Exercise
Return every record verbatim.

Records for processing

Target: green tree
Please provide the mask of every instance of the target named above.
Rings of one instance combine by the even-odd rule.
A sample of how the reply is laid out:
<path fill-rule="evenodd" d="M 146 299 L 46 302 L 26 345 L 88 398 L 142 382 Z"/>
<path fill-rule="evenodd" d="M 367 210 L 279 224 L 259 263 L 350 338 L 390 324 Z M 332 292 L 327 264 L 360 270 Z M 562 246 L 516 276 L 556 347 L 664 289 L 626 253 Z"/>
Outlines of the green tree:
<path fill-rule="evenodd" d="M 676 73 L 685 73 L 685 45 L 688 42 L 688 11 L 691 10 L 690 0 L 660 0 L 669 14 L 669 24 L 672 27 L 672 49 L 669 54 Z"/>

Exercise solution
Target: green tree
Please provide the mask of every instance of the target named above.
Rings of one instance combine by the even-odd rule.
A sample of how the reply is laid out:
<path fill-rule="evenodd" d="M 146 299 L 46 302 L 26 345 L 88 398 L 142 382 Z"/>
<path fill-rule="evenodd" d="M 367 210 L 279 224 L 259 263 L 350 338 L 390 324 Z M 332 292 L 327 264 L 360 270 Z M 562 246 L 516 276 L 556 347 L 664 289 L 626 253 Z"/>
Outlines of the green tree:
<path fill-rule="evenodd" d="M 676 73 L 685 73 L 685 45 L 688 42 L 688 11 L 691 10 L 690 0 L 660 0 L 669 14 L 669 24 L 672 27 L 672 49 L 669 54 Z"/>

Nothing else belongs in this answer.